What this task involves
Reproduce each of the records below line for line, without the pictures.

Dataset entries
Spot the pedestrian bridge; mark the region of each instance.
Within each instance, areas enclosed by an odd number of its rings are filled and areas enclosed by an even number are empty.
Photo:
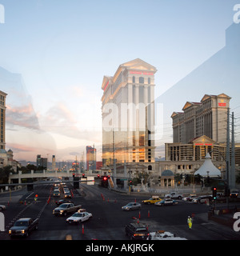
[[[75,177],[82,177],[82,174],[78,174],[74,172]],[[103,175],[104,172],[99,170],[89,170],[84,173],[85,177],[98,177],[98,174]],[[22,183],[22,179],[24,178],[37,178],[40,180],[51,178],[70,178],[73,177],[73,173],[68,170],[66,171],[49,171],[49,170],[31,170],[27,174],[22,174],[21,170],[18,171],[18,174],[10,174],[9,175],[9,184],[14,183],[14,180],[18,180],[18,183]]]

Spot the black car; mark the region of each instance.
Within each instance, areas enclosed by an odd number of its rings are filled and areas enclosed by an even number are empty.
[[[70,201],[70,200],[66,200],[66,199],[60,199],[60,200],[58,200],[58,201],[55,202],[57,206],[60,206],[60,205],[62,205],[62,203],[65,203],[65,202],[73,202]]]
[[[142,223],[130,223],[126,226],[125,233],[130,240],[146,240],[149,237],[146,226]]]

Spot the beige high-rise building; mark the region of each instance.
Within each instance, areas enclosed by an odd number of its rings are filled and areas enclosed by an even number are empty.
[[[1,126],[0,126],[0,149],[5,150],[6,146],[6,97],[7,94],[0,90],[0,111],[1,111]]]
[[[154,66],[137,58],[104,76],[102,165],[154,162]]]
[[[205,94],[200,102],[187,102],[183,112],[174,112],[174,143],[189,143],[206,135],[217,143],[226,142],[227,109],[230,97]]]

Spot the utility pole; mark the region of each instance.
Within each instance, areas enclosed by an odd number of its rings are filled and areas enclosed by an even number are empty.
[[[232,112],[232,145],[231,145],[231,170],[230,170],[230,188],[235,187],[235,139],[234,139],[234,113]]]

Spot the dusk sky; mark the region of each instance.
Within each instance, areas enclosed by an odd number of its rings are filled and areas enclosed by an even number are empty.
[[[0,84],[8,94],[6,150],[16,160],[49,154],[68,161],[94,145],[102,160],[103,76],[139,58],[157,68],[155,97],[160,96],[224,47],[238,3],[0,0],[0,67],[22,75],[23,85]],[[174,111],[189,98],[172,100],[179,102]],[[170,117],[163,122],[171,127]],[[171,142],[172,130],[164,131]]]

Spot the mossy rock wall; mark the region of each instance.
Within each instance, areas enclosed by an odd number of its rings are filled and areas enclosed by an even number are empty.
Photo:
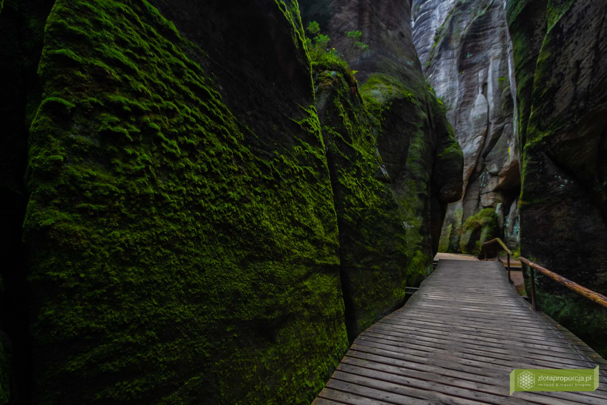
[[[479,256],[483,244],[499,237],[495,209],[485,208],[466,220],[461,228],[459,248],[464,254]]]
[[[407,22],[410,2],[314,0],[302,10],[304,23],[322,23],[340,52],[351,46],[346,30],[362,30],[361,41],[369,46],[367,53],[345,55],[359,71],[378,150],[404,218],[407,282],[417,285],[432,271],[447,203],[461,196],[463,157],[422,73]]]
[[[346,325],[353,339],[402,304],[407,256],[406,219],[378,152],[372,117],[348,73],[318,66],[314,75],[339,230]]]
[[[606,294],[607,3],[512,0],[507,11],[524,146],[521,254]],[[573,293],[545,277],[537,285],[547,313],[607,354],[605,308],[565,299]]]
[[[347,338],[297,4],[154,2],[38,22],[32,403],[309,403]]]

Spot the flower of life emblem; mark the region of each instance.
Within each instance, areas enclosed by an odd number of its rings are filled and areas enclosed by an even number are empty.
[[[535,376],[528,371],[524,371],[518,375],[517,383],[519,387],[526,391],[535,385]]]

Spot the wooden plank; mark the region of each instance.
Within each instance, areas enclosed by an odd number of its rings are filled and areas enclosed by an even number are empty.
[[[348,405],[388,405],[390,403],[374,400],[373,398],[361,396],[349,392],[337,391],[330,388],[324,388],[319,397],[324,398],[325,401],[330,401],[331,404],[348,404]],[[318,398],[317,398],[318,399]],[[339,402],[333,402],[337,401]],[[312,403],[313,405],[314,403]],[[319,404],[320,405],[320,404]]]
[[[331,378],[327,383],[327,386],[336,390],[350,392],[361,396],[365,396],[371,400],[379,400],[393,404],[407,404],[408,405],[436,405],[435,402],[413,398],[395,393],[389,391],[376,389],[371,387],[353,384]]]
[[[370,373],[376,372],[370,372]],[[414,387],[410,387],[400,384],[396,384],[390,381],[376,379],[366,376],[359,375],[358,374],[351,374],[350,373],[344,373],[337,370],[333,373],[333,379],[339,379],[342,381],[347,381],[358,386],[383,390],[389,392],[401,394],[404,396],[409,398],[416,398],[422,400],[428,400],[433,401],[431,403],[449,404],[450,405],[478,405],[479,404],[486,404],[487,403],[480,402],[474,399],[468,399],[452,396],[434,390],[419,389]],[[435,387],[438,384],[433,384]]]
[[[571,281],[569,279],[563,277],[560,274],[557,274],[553,271],[551,271],[548,269],[542,267],[540,265],[536,264],[533,262],[525,259],[524,257],[520,257],[520,260],[522,263],[524,263],[525,264],[531,266],[535,270],[548,276],[557,282],[565,285],[571,291],[573,291],[582,296],[586,297],[588,299],[607,308],[607,297],[602,294],[599,294],[599,293],[594,291],[589,288],[586,288],[583,285],[580,285],[576,282]]]
[[[532,311],[501,265],[441,260],[404,307],[357,338],[313,404],[607,405],[607,361]],[[597,364],[595,392],[510,395],[514,369]]]
[[[404,367],[398,367],[386,364],[382,362],[373,361],[369,359],[363,359],[345,356],[342,361],[343,364],[353,364],[358,366],[371,370],[385,372],[391,375],[397,376],[405,376],[421,379],[422,381],[433,381],[444,386],[444,389],[449,390],[452,387],[457,387],[461,389],[466,389],[481,392],[501,395],[502,396],[510,396],[510,390],[508,384],[504,384],[503,381],[494,380],[493,384],[487,384],[480,381],[469,380],[465,379],[465,375],[458,375],[457,378],[442,375],[435,372],[424,372],[419,370],[408,369]],[[531,393],[523,393],[525,394]],[[558,393],[563,396],[564,400],[580,402],[581,403],[589,404],[600,404],[600,398],[582,396],[576,393]],[[546,405],[565,405],[561,403],[559,399],[555,398],[546,398],[544,396],[539,395],[538,398],[532,399],[529,398],[529,395],[521,395],[517,394],[517,396],[524,400],[535,402],[538,404],[545,404]]]
[[[456,386],[447,385],[443,383],[405,376],[402,375],[395,375],[383,370],[373,370],[351,364],[342,363],[339,365],[338,370],[384,382],[419,388],[430,392],[447,394],[450,396],[458,396],[473,401],[502,405],[508,405],[509,404],[512,404],[512,405],[527,405],[529,403],[526,400],[517,398],[510,398],[509,390],[507,389],[505,390],[505,392],[503,392],[500,395],[478,389],[463,389]],[[424,398],[439,401],[443,403],[444,403],[446,400],[448,401],[452,400],[449,398],[446,398],[442,395],[428,395],[424,396]],[[556,402],[558,402],[559,405],[571,405],[572,404],[577,403],[568,400],[557,401],[553,399],[552,400],[552,403],[551,405],[556,405],[555,403]]]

Answer to this exercise
Spot the pedestrian bridge; mark the region of each instance.
Within each instance, areas enclosed by an odd number of its rings are filled and areas enclosed by an even number are empty.
Photo:
[[[75,177],[82,177],[82,174],[78,174],[74,172]],[[103,175],[104,172],[99,170],[89,170],[84,173],[85,177],[98,177],[98,174]],[[22,183],[22,179],[24,178],[37,178],[40,180],[51,178],[70,178],[73,177],[73,173],[68,170],[66,171],[49,171],[49,170],[31,170],[27,174],[22,174],[21,170],[18,171],[18,174],[10,174],[9,175],[9,184],[14,183],[14,180],[18,180],[18,183]]]

Spot the black car; mark the region of each instance.
Within each instance, areas enclosed by an odd number of its rings are filled and areas enclosed by an even number are empty.
[[[70,201],[70,200],[66,200],[66,199],[60,199],[60,200],[58,200],[58,201],[55,202],[57,206],[60,206],[60,205],[62,205],[62,203],[65,203],[65,202],[73,202]]]
[[[142,223],[130,223],[126,226],[125,233],[130,240],[146,240],[149,237],[146,226]]]

Spot the beige high-rise building; mark the region of each instance.
Within each instance, areas enclosed by an odd number of its rings are filled and areas enclosed by an even number are empty.
[[[1,126],[0,126],[0,149],[5,150],[6,146],[6,97],[7,94],[0,90],[0,111],[1,111]]]
[[[154,66],[137,58],[104,76],[102,165],[154,162]]]
[[[205,94],[200,102],[187,102],[183,112],[174,112],[174,143],[189,143],[206,135],[217,143],[226,142],[227,109],[230,97]]]

Spot the utility pole; mark the region of each instance.
Within each instance, areas enclosed by an odd number of its rings are filled and areas enclosed by an even number are empty.
[[[232,112],[232,145],[231,145],[231,170],[230,170],[230,188],[235,187],[235,139],[234,139],[234,113]]]

Spot the dusk sky; mark the region of each instance.
Within each instance, areas enclosed by an odd number of its rings are filled and areas enclosed by an even number are empty.
[[[0,84],[8,94],[6,150],[16,160],[49,154],[68,161],[94,145],[102,160],[103,76],[139,58],[157,68],[155,97],[160,96],[224,47],[238,3],[0,0],[0,67],[22,75],[23,85]],[[174,111],[189,98],[172,100],[179,102]],[[170,117],[163,122],[171,127]],[[171,142],[172,130],[164,131]]]

Spot the mossy rock wall; mark the region of each instance.
Within each instance, areas enclosed by an odd number of its rings are filled and areas enclosed by an even number are empty.
Photo:
[[[479,256],[483,244],[499,237],[495,209],[485,208],[466,220],[461,228],[459,248],[464,254]]]
[[[407,22],[410,2],[314,0],[302,10],[304,23],[322,23],[340,52],[351,46],[346,30],[362,30],[361,41],[369,46],[367,53],[345,55],[359,71],[378,150],[404,218],[407,282],[417,285],[432,271],[447,203],[461,196],[463,157],[422,73]]]
[[[346,325],[353,339],[402,304],[407,256],[406,219],[378,152],[372,117],[348,73],[318,66],[314,75],[339,230]]]
[[[606,294],[607,3],[512,0],[507,11],[524,146],[521,254]],[[573,293],[545,277],[537,285],[547,313],[607,354],[605,308],[565,299]]]
[[[347,338],[297,4],[154,2],[38,22],[32,403],[309,403]]]

Spot the flower of life emblem; mark the region of each instance.
Within each instance, areas enclosed by an odd number of its rings are filled and areas enclosed by an even number are empty.
[[[535,376],[528,371],[524,371],[518,375],[517,383],[519,387],[526,391],[535,385]]]

Spot the wooden plank; mark the region of each instance.
Within each instance, areas enclosed by an odd number of its rings are filled and areas enclosed by an even number are empty.
[[[348,405],[388,405],[390,403],[374,400],[373,398],[361,396],[349,392],[337,391],[330,388],[324,388],[319,397],[324,398],[325,401],[330,401],[331,404],[348,404]],[[318,398],[317,398],[318,399]],[[339,402],[333,402],[337,401]],[[312,403],[313,405],[314,403]],[[319,404],[320,405],[320,404]]]
[[[331,378],[327,383],[327,386],[336,390],[350,392],[361,396],[365,396],[371,400],[379,400],[393,404],[407,404],[408,405],[436,405],[435,402],[413,398],[395,393],[389,391],[376,389],[371,387],[353,384]]]
[[[370,373],[376,372],[370,372]],[[414,387],[410,387],[400,384],[396,384],[390,381],[376,379],[366,376],[359,375],[358,374],[351,374],[350,373],[344,373],[337,370],[333,373],[333,379],[339,379],[342,381],[347,381],[358,386],[383,390],[389,392],[401,394],[404,396],[409,398],[416,398],[422,400],[428,400],[433,401],[431,403],[449,404],[450,405],[478,405],[479,404],[486,404],[487,403],[480,402],[474,399],[468,399],[452,396],[434,390],[419,389]],[[435,387],[438,384],[433,384]]]
[[[571,281],[569,279],[563,277],[560,274],[557,274],[553,271],[551,271],[548,269],[542,267],[540,265],[536,264],[533,262],[525,259],[524,257],[520,257],[520,260],[522,263],[524,263],[525,264],[531,266],[535,270],[548,276],[557,282],[565,285],[571,291],[573,291],[582,296],[586,297],[588,299],[607,308],[607,297],[602,294],[599,294],[599,293],[594,291],[589,288],[586,288],[583,285],[580,285],[576,282]]]
[[[532,311],[501,265],[441,260],[404,307],[357,338],[313,404],[607,405],[607,361]],[[597,364],[595,392],[510,395],[514,369]]]
[[[404,367],[398,367],[386,364],[382,362],[373,361],[369,359],[363,359],[345,356],[342,361],[343,364],[353,364],[358,366],[371,370],[385,372],[391,375],[397,376],[405,376],[421,379],[422,381],[433,381],[444,386],[444,389],[449,390],[452,387],[457,387],[461,389],[466,389],[481,392],[501,395],[502,396],[510,396],[510,390],[508,384],[504,384],[503,381],[494,380],[493,384],[487,384],[480,381],[469,380],[465,379],[465,375],[458,375],[457,378],[442,375],[435,372],[424,372],[419,370],[408,369]],[[531,393],[523,393],[525,394]],[[558,393],[563,396],[564,400],[580,402],[581,403],[589,404],[600,404],[600,398],[582,396],[576,393]],[[546,405],[565,405],[561,403],[559,399],[555,398],[546,398],[544,396],[539,395],[538,398],[532,399],[529,398],[529,395],[521,395],[517,394],[517,396],[524,400],[535,402],[538,404],[545,404]]]
[[[456,386],[447,385],[443,383],[405,376],[402,375],[395,375],[383,370],[373,370],[351,364],[342,363],[339,365],[338,370],[384,382],[419,388],[430,392],[447,394],[450,396],[458,396],[473,401],[502,405],[508,405],[509,404],[512,404],[512,405],[527,405],[529,403],[526,400],[517,398],[510,398],[509,390],[507,389],[505,390],[505,392],[503,392],[500,395],[478,389],[463,389]],[[424,398],[439,401],[443,403],[444,403],[446,400],[448,401],[452,400],[449,398],[446,398],[442,395],[428,395],[424,396]],[[556,402],[558,402],[559,405],[571,405],[572,404],[577,403],[568,400],[557,401],[553,399],[552,400],[552,403],[551,405],[556,405],[555,403]]]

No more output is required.